======== Extrait à lire ========

Longtemps, pendant que nous élaborions le projet de cette revue dont les premiers articles paraissent aujourd’hui, nous la nommions entre nous « la question juive ». L’expression, devenue canonique dans la première moitié du 19ème siècle[1] pour discuter de la place des Juifs au sein de l’Europe moderne marquée par l’émancipation, interrogeait notamment le lien entre le particulier et l’universel, et une double obstination, persistante malgré l’émancipation ou ravivée à partir d’elle : celle des Juifs qui entendent encore rester juif, mais aussi celle d’une partie de la société à toujours vouloir reconnaître les Juifs comme juif avant tout. Evidement, l’expression est devenue impraticable : désormais, elle évoque davantage le « Commissariat générale aux questions juives » et le fait qu’avec le nazisme, la « question juive » s’est convertie en « problème juif » – auquel on a cherché une solution définitive.
En réfléchissant à d’autres titres, nous avons cherché du côté des grands personnages de la littérature juive moderne, comme si l’Histoire nous avait contraints à nous replier vers l’imaginaire. Et nous avons pensé au Joseph K. du Procès, au « K. » du Château. Est-ce qu’une leçon d’Histoire justement ne nous avait pas été enseignée par le roman de Kafka ? Ce château que K. cherche à rejoindre sans jamais l’atteindre ne peut-il pas être perçu pour les Juifs comme une métaphore de l’Europe ? La question est lancinante. Et plusieurs des textes de ce premier « numéro » la posent chacun à sa manière. L’interview avec le démographe Sergio della Pergola par exemple, qui ne cesse d’enregistrer les traces d’une diminution : autour de 1880, les Juifs d’Europe représentaient 90% des Juifs du monde; aujourd’hui, ils n’en représentent plus que 9%. C’est avec un tel constat en tête que notre texte d’ouverture, où sont esquissées les grandes lignes de notre projet éditorial, s’interroge sur les perspectives d’avenir du judaïsme européen. Il y est fait acte d’une inquiétude irrésistible, mais aussi d’une volonté de ne pas se laisser engloutir et d’entrevoir comment une relation des Juifs et de l’Europe peut être repensée.

======== Extraits de données ========

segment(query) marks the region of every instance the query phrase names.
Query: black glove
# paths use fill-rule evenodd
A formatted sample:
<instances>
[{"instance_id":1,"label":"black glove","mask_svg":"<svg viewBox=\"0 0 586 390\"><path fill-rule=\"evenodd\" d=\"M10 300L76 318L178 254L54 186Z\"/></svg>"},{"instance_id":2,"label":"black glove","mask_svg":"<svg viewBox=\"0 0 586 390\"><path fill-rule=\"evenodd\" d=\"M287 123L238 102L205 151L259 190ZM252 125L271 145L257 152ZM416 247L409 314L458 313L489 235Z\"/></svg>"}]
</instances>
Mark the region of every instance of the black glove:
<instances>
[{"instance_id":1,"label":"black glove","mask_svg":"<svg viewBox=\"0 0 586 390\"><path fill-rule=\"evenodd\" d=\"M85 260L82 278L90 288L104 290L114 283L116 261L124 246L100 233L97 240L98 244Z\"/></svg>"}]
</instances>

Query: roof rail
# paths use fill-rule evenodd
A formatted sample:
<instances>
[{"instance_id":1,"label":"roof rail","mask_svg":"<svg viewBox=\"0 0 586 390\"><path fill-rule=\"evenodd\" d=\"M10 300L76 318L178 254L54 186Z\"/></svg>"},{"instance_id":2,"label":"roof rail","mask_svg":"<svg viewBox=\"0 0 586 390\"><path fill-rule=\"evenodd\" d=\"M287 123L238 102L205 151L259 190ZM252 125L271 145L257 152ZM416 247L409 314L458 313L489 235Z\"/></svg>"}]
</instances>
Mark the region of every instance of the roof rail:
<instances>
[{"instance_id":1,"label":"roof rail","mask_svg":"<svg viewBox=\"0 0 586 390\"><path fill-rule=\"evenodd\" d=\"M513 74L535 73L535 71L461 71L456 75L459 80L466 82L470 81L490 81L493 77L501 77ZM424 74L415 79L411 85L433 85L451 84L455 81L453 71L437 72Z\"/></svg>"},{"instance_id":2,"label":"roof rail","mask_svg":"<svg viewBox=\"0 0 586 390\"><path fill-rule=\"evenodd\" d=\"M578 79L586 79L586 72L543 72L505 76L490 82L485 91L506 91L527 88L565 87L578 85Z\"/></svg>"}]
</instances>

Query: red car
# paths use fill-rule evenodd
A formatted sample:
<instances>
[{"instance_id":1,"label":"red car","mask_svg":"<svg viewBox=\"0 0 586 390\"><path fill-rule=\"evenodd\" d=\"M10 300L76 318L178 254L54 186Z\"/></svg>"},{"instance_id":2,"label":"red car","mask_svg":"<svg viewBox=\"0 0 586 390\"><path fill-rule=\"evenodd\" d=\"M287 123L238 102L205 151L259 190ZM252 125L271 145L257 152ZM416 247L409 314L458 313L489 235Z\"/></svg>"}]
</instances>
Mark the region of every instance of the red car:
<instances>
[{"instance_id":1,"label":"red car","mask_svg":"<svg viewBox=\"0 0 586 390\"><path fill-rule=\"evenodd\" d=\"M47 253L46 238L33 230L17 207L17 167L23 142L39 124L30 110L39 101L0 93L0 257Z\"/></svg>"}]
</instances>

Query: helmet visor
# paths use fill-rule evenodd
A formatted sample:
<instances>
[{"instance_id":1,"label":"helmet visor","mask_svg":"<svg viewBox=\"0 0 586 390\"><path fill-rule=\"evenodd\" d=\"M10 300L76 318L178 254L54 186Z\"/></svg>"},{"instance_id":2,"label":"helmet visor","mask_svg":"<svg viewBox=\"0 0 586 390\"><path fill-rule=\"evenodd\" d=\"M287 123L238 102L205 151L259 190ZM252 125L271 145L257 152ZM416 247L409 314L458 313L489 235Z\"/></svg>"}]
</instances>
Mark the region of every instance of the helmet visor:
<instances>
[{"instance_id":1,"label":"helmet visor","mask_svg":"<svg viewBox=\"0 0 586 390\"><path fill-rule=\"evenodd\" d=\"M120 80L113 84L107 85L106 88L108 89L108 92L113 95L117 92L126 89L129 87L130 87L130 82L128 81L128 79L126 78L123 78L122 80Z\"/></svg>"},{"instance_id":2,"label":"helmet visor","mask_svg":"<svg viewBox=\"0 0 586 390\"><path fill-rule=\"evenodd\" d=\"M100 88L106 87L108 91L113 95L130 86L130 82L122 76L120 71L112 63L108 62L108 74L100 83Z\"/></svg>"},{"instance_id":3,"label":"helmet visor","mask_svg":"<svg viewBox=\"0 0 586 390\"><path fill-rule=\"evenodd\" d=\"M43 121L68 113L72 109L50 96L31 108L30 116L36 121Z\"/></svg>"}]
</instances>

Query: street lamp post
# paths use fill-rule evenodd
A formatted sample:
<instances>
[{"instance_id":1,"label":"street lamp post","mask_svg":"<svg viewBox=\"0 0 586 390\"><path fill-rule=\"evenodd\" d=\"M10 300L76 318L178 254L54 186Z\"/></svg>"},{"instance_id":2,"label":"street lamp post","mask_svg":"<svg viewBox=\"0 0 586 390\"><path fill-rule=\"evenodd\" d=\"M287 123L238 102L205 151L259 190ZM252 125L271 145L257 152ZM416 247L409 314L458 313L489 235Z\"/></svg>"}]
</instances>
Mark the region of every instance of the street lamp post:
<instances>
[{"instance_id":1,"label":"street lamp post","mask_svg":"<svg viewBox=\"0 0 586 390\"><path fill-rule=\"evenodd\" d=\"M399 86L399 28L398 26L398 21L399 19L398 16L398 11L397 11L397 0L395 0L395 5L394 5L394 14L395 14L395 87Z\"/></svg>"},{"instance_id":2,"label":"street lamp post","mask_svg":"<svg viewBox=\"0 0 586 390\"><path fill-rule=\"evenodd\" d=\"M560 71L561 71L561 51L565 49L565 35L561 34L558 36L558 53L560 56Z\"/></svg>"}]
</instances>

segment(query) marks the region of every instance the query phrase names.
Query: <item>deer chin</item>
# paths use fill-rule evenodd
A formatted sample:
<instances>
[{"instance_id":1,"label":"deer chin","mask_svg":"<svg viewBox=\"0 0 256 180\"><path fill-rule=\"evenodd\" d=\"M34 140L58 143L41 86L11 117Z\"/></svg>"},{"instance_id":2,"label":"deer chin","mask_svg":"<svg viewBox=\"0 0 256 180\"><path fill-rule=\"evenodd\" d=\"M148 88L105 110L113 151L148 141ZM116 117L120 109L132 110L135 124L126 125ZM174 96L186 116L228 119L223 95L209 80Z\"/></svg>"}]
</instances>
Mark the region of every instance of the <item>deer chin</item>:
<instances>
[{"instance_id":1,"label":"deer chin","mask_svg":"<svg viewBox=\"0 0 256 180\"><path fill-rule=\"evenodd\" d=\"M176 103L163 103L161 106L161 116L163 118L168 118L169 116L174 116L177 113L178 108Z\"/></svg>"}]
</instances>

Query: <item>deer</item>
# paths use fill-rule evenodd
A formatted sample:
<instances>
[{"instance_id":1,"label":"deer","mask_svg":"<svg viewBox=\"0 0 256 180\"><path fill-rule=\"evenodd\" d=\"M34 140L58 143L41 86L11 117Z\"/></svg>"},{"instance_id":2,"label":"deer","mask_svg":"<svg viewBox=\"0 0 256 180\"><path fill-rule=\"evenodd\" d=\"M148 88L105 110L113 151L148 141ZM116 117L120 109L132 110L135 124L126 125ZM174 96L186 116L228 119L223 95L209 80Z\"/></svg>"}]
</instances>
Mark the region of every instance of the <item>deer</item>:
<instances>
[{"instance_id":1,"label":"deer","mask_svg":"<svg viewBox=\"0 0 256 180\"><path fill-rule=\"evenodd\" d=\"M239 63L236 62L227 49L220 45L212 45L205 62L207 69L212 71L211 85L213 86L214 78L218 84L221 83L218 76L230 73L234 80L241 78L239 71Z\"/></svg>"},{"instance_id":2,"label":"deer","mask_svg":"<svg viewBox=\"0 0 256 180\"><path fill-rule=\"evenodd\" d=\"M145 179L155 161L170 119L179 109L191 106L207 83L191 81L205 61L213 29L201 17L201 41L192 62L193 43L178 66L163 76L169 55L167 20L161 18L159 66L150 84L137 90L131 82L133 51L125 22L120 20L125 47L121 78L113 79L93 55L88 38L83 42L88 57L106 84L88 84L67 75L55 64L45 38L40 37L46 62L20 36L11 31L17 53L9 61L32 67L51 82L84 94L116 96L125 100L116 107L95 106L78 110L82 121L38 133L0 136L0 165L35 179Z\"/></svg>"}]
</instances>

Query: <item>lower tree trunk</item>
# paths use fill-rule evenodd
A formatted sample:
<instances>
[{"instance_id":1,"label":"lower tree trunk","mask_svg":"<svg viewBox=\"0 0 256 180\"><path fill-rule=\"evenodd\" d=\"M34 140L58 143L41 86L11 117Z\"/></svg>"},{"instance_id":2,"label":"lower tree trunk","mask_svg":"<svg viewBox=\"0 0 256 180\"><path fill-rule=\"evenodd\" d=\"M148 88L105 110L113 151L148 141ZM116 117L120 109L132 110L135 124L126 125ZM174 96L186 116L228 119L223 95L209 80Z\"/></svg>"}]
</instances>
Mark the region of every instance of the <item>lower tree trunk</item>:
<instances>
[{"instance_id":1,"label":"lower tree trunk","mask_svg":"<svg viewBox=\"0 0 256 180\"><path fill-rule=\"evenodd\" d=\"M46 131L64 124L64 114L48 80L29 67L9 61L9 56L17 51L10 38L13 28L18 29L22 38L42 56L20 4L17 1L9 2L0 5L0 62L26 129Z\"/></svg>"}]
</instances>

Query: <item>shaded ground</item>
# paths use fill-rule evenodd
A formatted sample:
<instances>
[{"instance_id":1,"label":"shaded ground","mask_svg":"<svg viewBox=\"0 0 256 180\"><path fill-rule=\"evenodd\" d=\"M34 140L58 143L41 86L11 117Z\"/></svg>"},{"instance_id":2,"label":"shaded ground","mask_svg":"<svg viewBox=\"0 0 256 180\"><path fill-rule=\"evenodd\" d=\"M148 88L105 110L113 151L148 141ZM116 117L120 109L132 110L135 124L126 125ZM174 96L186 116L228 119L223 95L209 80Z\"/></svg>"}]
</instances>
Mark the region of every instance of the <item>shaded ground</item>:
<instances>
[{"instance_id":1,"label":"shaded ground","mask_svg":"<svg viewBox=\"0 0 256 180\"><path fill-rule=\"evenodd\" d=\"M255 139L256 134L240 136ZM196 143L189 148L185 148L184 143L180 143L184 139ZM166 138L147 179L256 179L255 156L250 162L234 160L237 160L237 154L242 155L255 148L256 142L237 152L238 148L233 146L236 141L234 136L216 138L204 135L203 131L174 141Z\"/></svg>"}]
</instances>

========

■ Consignes ■
a) Reformulez plus brièvement le paragraphe du texte de présentation de la revue qui commence par « Longtemps, pendant que nous élaborions », en conservant ses faits essentiels.
b) D'après le texte de présentation de la revue, quelle part des Juifs du monde les Juifs d'Europe représentaient-ils autour de 1880 ?
c) Poursuivez le texte de présentation de la revue à partir de sa dernière phrase.

■ Résultats attendus ■
a) Pendant la préparation de la revue, ses auteurs l'appelaient entre eux « la question juive ». Cette expression s'est imposée dans la première moitié du 19e siècle pour débattre de la place des Juifs dans l'Europe moderne de l'émancipation. Elle portait sur le rapport entre le particulier et l'universel. Elle visait aussi une double obstination : celle des Juifs qui voulaient rester juifs et celle d'une partie de la société qui tenait à les voir d'abord comme juifs. Elle est aujourd'hui devenue inutilisable. Elle évoque désormais le commissariat chargé des questions juives et sa transformation, sous le nazisme, en « problème juif » auquel on a cherché une solution définitive.

b) Ils en représentaient 90 %.

c)
Chaque semaine, K. publiera au moins trois textes : des analyses, des entretiens, des reportages, et parfois des nouvelles littéraires. Nous tâcherons de sillonner l’ensemble de l’Europe : il y aura des plans généraux, des panoramiques et des gros plans, des tableaux d’ensemble et des miniatures, des retour sur l’histoire et une approche de notre actualité. La visite est gratuite[2]. Notre grand tour, nous le ferons d’abord en deux langues, en français et en anglais, avec le rêve secret qu’il pourrait être un jour fait dans toutes les langues parlées en Europe. On espère qu’il intéressera tous les Européens.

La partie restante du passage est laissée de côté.